Nashville.

Posted by Robert Fripp
11 Mar 2001
Sunday, March 11, 2001

07.48
In my e-box is an enquiry in an ongoing series from Andrew Keeling regarding the writing of LTIA I & II. From my answer to Andrew:

The quick answer is, you're on the right lines.

Larks' I & II was the emerging of my personal voice as a writer / composer (although "composer" claims too much). My "guitar voice" was already reasonably well developed, but composing wasn't my prime direction until Ian McDonald left Crimson in December 1969. ITWOP, "Lizard" & "Islands" might be seen as the development & working through of learnt & acquired materials before my personal voice began to speak.

During the middle of 1971 I began working with recognisably Larks' material, running lines which appear on LTIA I, at the new flat in Holland's Park that I had just moved into. This was a vocabulary that I didn't feel worked for that particular version of Crimson, which looked more towards America than Europe.

My way of working through this "new vocabulary" was primarily instinctive & intuitive: I didn't "know" what I was doing, or playing. Rather, I began and kept going following where the material was leading. Discovery rather than invention, perhaps.

As the material became more formalised (during mid-1972 for the Jamie-David-John-Billy & Bob band) LTIA I was conceived as the beginning of a KC show, and LTIA II as the end. LTIA I as a whole contains more ideas & input from all the team than LTIA II, which follows more closely my own overall "vision" (this doesn't aim to detract from the contributions of the other members).
#####
Aim A:
In the post on writing LTIA I & II, when did Ian McDonald leave Crimson?
Aim B:
Resume the post on writing LTIA I & II from the point where it stops.

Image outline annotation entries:
#####
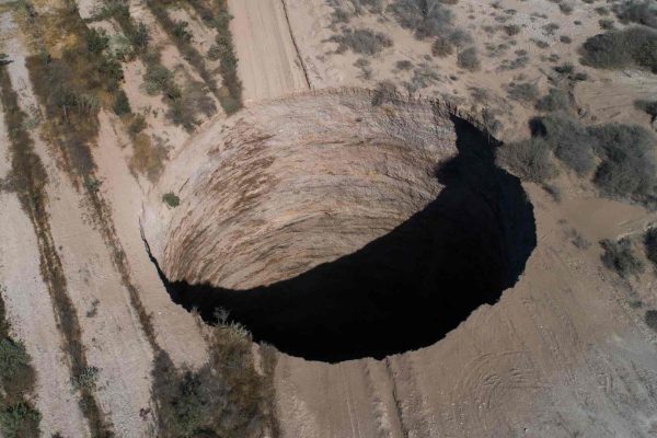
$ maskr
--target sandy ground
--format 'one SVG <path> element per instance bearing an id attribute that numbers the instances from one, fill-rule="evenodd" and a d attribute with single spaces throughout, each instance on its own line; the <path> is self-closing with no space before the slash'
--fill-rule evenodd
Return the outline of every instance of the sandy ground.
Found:
<path id="1" fill-rule="evenodd" d="M 319 0 L 286 3 L 313 88 L 373 87 L 383 79 L 403 83 L 410 79 L 408 73 L 396 71 L 394 62 L 408 59 L 418 64 L 426 61 L 425 55 L 430 53 L 428 43 L 418 43 L 395 23 L 367 14 L 353 18 L 353 26 L 381 30 L 394 41 L 393 48 L 369 59 L 373 76 L 364 79 L 362 72 L 353 67 L 358 56 L 348 51 L 332 54 L 335 44 L 326 42 L 333 34 L 327 18 L 331 8 Z M 590 9 L 576 9 L 565 18 L 556 4 L 539 1 L 507 1 L 500 9 L 511 7 L 517 13 L 509 23 L 522 26 L 515 48 L 528 50 L 531 61 L 527 69 L 500 71 L 497 60 L 482 57 L 482 71 L 468 73 L 460 71 L 452 58 L 433 61 L 438 62 L 433 65 L 439 79 L 419 92 L 465 99 L 470 88 L 483 87 L 507 106 L 500 108 L 502 113 L 516 118 L 511 127 L 525 123 L 532 110 L 509 103 L 505 99 L 506 83 L 522 73 L 525 80 L 545 90 L 552 78 L 551 64 L 535 58 L 542 51 L 558 51 L 561 62 L 573 59 L 585 35 L 597 32 L 597 20 L 592 20 Z M 460 2 L 458 8 L 463 10 L 458 21 L 474 13 L 477 25 L 493 22 L 492 18 L 486 20 L 492 12 L 487 3 Z M 233 9 L 239 16 L 240 10 Z M 532 21 L 535 11 L 548 18 Z M 260 19 L 257 12 L 247 12 L 251 20 Z M 576 20 L 584 24 L 573 24 Z M 561 30 L 546 36 L 542 26 L 550 21 L 556 21 Z M 247 60 L 252 55 L 240 44 L 242 39 L 256 47 L 268 44 L 254 36 L 256 30 L 240 25 L 246 22 L 233 23 L 242 69 L 252 66 Z M 481 26 L 472 27 L 477 42 L 491 39 Z M 574 43 L 566 46 L 558 42 L 562 34 L 569 35 Z M 551 47 L 538 48 L 529 41 L 534 37 L 549 42 Z M 499 33 L 495 38 L 500 43 L 507 39 Z M 262 71 L 268 74 L 268 70 Z M 451 78 L 457 74 L 462 79 Z M 618 94 L 629 88 L 636 90 L 624 94 L 618 113 L 632 104 L 634 95 L 645 95 L 649 89 L 636 88 L 636 81 L 618 84 Z M 245 80 L 246 90 L 249 83 Z M 579 87 L 579 103 L 593 108 L 609 102 L 614 93 L 595 82 Z M 258 96 L 268 97 L 270 93 L 260 91 Z M 599 115 L 598 120 L 607 119 L 614 116 Z M 509 134 L 512 136 L 523 134 Z M 418 351 L 383 361 L 362 359 L 337 365 L 280 355 L 276 388 L 284 436 L 620 437 L 650 436 L 657 430 L 657 399 L 652 390 L 657 378 L 654 334 L 641 322 L 641 311 L 627 306 L 635 292 L 603 272 L 597 244 L 583 251 L 570 243 L 567 234 L 575 228 L 590 242 L 597 242 L 636 233 L 654 221 L 655 215 L 592 198 L 576 186 L 566 191 L 568 197 L 563 205 L 535 186 L 529 185 L 528 189 L 537 207 L 540 243 L 519 284 L 507 290 L 497 304 L 481 308 L 445 339 Z M 635 286 L 643 296 L 655 293 L 654 281 Z"/>
<path id="2" fill-rule="evenodd" d="M 83 14 L 91 13 L 95 3 L 81 1 Z M 597 3 L 577 2 L 573 14 L 564 15 L 557 4 L 542 0 L 503 0 L 499 9 L 489 2 L 461 1 L 454 7 L 456 21 L 473 34 L 482 59 L 482 70 L 469 73 L 456 67 L 456 56 L 426 59 L 429 42 L 417 42 L 391 20 L 364 14 L 353 18 L 351 25 L 385 32 L 394 41 L 393 47 L 369 59 L 372 72 L 368 79 L 361 68 L 354 66 L 359 56 L 350 51 L 333 54 L 336 45 L 326 42 L 334 34 L 330 28 L 332 9 L 323 0 L 285 0 L 287 8 L 274 0 L 230 0 L 229 4 L 247 103 L 309 87 L 374 87 L 384 79 L 403 88 L 413 77 L 434 70 L 438 76 L 418 93 L 445 93 L 481 106 L 485 102 L 469 101 L 471 89 L 485 88 L 492 94 L 488 102 L 496 103 L 495 110 L 507 126 L 508 138 L 525 136 L 520 125 L 525 125 L 532 108 L 509 102 L 506 85 L 511 80 L 530 81 L 544 92 L 554 79 L 552 66 L 576 59 L 579 43 L 599 31 L 599 18 L 592 12 Z M 155 28 L 152 35 L 163 45 L 165 65 L 172 69 L 183 66 L 180 74 L 198 79 L 164 33 L 152 24 L 142 2 L 134 0 L 130 7 L 137 19 Z M 517 11 L 506 24 L 521 26 L 514 37 L 515 45 L 502 31 L 489 34 L 483 28 L 503 24 L 492 13 L 500 16 L 505 9 Z M 532 21 L 535 11 L 548 16 L 534 16 Z M 470 14 L 475 20 L 470 20 Z M 1 51 L 15 60 L 9 67 L 12 83 L 25 112 L 38 114 L 22 61 L 26 49 L 14 36 L 7 14 L 2 20 Z M 209 47 L 206 38 L 211 33 L 194 16 L 189 20 L 199 39 L 195 44 Z M 576 20 L 583 24 L 575 25 Z M 550 22 L 560 24 L 554 35 L 545 35 L 542 28 Z M 115 26 L 101 25 L 116 32 Z M 573 43 L 561 43 L 561 35 L 570 36 Z M 532 38 L 545 41 L 549 47 L 539 48 Z M 509 48 L 488 57 L 485 43 L 509 43 Z M 504 59 L 516 57 L 517 49 L 528 51 L 527 67 L 500 69 Z M 558 53 L 561 59 L 541 59 L 552 53 Z M 413 70 L 396 69 L 399 60 L 411 60 Z M 420 66 L 423 62 L 426 68 Z M 172 154 L 185 148 L 188 134 L 165 122 L 165 106 L 159 96 L 143 93 L 141 62 L 130 62 L 124 69 L 130 103 L 147 114 L 146 132 L 151 138 L 161 137 Z M 591 77 L 575 88 L 577 105 L 586 112 L 585 120 L 647 124 L 647 117 L 631 106 L 637 96 L 655 96 L 654 78 L 581 70 Z M 0 177 L 8 170 L 5 130 L 0 124 Z M 177 365 L 199 365 L 205 360 L 205 343 L 194 319 L 171 303 L 143 252 L 137 221 L 142 194 L 150 183 L 142 176 L 135 178 L 128 170 L 131 151 L 125 147 L 128 140 L 113 115 L 102 114 L 101 132 L 93 151 L 101 192 L 112 206 L 130 276 L 153 314 L 158 343 Z M 51 175 L 47 192 L 53 233 L 80 315 L 83 342 L 90 364 L 101 368 L 102 407 L 110 413 L 117 436 L 148 436 L 150 422 L 141 420 L 138 414 L 151 403 L 151 347 L 83 199 L 56 165 L 49 146 L 36 136 L 35 141 Z M 380 361 L 337 365 L 279 355 L 276 390 L 284 437 L 655 436 L 656 339 L 643 323 L 643 310 L 632 308 L 630 302 L 639 297 L 657 306 L 657 285 L 648 277 L 630 284 L 619 281 L 602 269 L 596 242 L 635 234 L 657 218 L 638 207 L 592 198 L 578 187 L 566 191 L 562 204 L 555 204 L 535 186 L 527 188 L 535 206 L 539 245 L 519 284 L 498 303 L 479 309 L 446 338 L 422 350 Z M 87 436 L 77 396 L 70 392 L 53 308 L 41 279 L 34 232 L 15 195 L 0 193 L 0 204 L 1 293 L 13 330 L 25 342 L 38 372 L 42 428 L 45 436 L 58 430 L 67 437 Z M 580 250 L 570 244 L 567 231 L 572 228 L 592 243 L 590 247 Z M 97 314 L 87 318 L 96 299 Z"/>
<path id="3" fill-rule="evenodd" d="M 0 16 L 3 30 L 2 50 L 10 51 L 14 30 L 9 14 Z M 9 139 L 4 119 L 0 118 L 0 177 L 10 170 Z M 18 196 L 0 192 L 0 292 L 18 338 L 23 341 L 37 372 L 36 405 L 43 415 L 44 430 L 65 436 L 87 436 L 87 424 L 78 408 L 78 397 L 70 391 L 70 373 L 53 304 L 39 273 L 38 246 L 30 219 L 21 209 Z"/>
<path id="4" fill-rule="evenodd" d="M 9 47 L 14 60 L 10 76 L 22 97 L 21 107 L 23 111 L 37 107 L 22 56 L 25 48 L 18 39 Z M 34 141 L 49 175 L 46 191 L 53 238 L 64 264 L 68 292 L 78 311 L 87 357 L 91 366 L 100 368 L 101 406 L 110 413 L 120 436 L 142 436 L 148 424 L 138 414 L 150 403 L 150 392 L 143 383 L 149 382 L 152 353 L 105 243 L 89 219 L 83 198 L 61 172 L 50 146 L 39 138 Z M 85 316 L 94 308 L 94 301 L 97 301 L 97 314 L 104 315 L 99 321 L 96 316 Z M 143 391 L 137 390 L 139 388 Z"/>
<path id="5" fill-rule="evenodd" d="M 308 90 L 280 0 L 229 0 L 244 102 Z"/>
<path id="6" fill-rule="evenodd" d="M 629 297 L 601 272 L 597 245 L 576 249 L 560 220 L 579 227 L 584 208 L 622 212 L 578 228 L 592 240 L 641 229 L 655 216 L 600 199 L 562 209 L 529 189 L 540 243 L 520 283 L 428 348 L 338 365 L 279 357 L 284 436 L 649 436 L 657 425 L 654 336 L 634 325 Z"/>
<path id="7" fill-rule="evenodd" d="M 127 157 L 118 148 L 122 141 L 117 124 L 116 117 L 101 113 L 100 142 L 94 159 L 103 181 L 103 195 L 113 207 L 117 238 L 129 261 L 130 277 L 139 289 L 142 303 L 152 314 L 158 344 L 174 364 L 198 366 L 206 360 L 205 341 L 194 318 L 169 298 L 141 241 L 139 212 L 143 188 L 130 174 Z"/>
#####
Response A:
In December 1969.

Response B:
If you were to ask my aim, briefly, it was to access the energy & power of Hendrix (the Afro-American tradition) but to expand the vocabulary to access what was available in the European tradition; notably, via Bartok (the string quartets) & the early Stravinsky of ROS & Firebird. The question I posed myself might be put like this: "What would Hendrix sound like playing The ROS or a Bartok string quartet?" If an older man might look back at this and be struck by that young man's arrogance, well, an ignorance of limitations sometimes allows the young of any age to achieve impossible things!

I didn't, and don't, have the technical qualifications or capacity to "know" what was involved. But I did read music and spent my unemployment in London with Persichetti's "20th. Century Harmony" and Steven's "Bartok" while practising guitar. We might recall that the young Stravinsky of The ROS didn't "know" what he was doing either: for him it was more an instinctive & intuitive process. And Bartok himself described his own compositional process as instinctive & intuitive.

If musical material does emerge instinctively & intuitively, we might postulate that anyone who adopts this approach might be accessing the same "pool" of "information". Formally, this leads to the arithmetic approach (tonal harmony) and the geometric approach (Bartok "Axis" & the Golden Section). The first has the characteristic of stability, the second of dynamism. The first is crystalline, the second vital. This applies vertically (pitch, and therefore melody & harmony) & horizontally (rhythm). Forgive me for telling you how to suck eggs - you know this already.

When I discovered Lendvai c. 1986 it rationalised what I had discovered in practice over the preceding 15 years (although Lendvai appears to remain persona non grata with Western musicologists). The octotonic (double symmetrical) scale seemed to me, as a rock guitarist, very obvious: the scale was both major & minor, or straight & "blue". To include both forms of the third as equally legitimate in a scale of 8 notes wasn't a very great conceptual leap.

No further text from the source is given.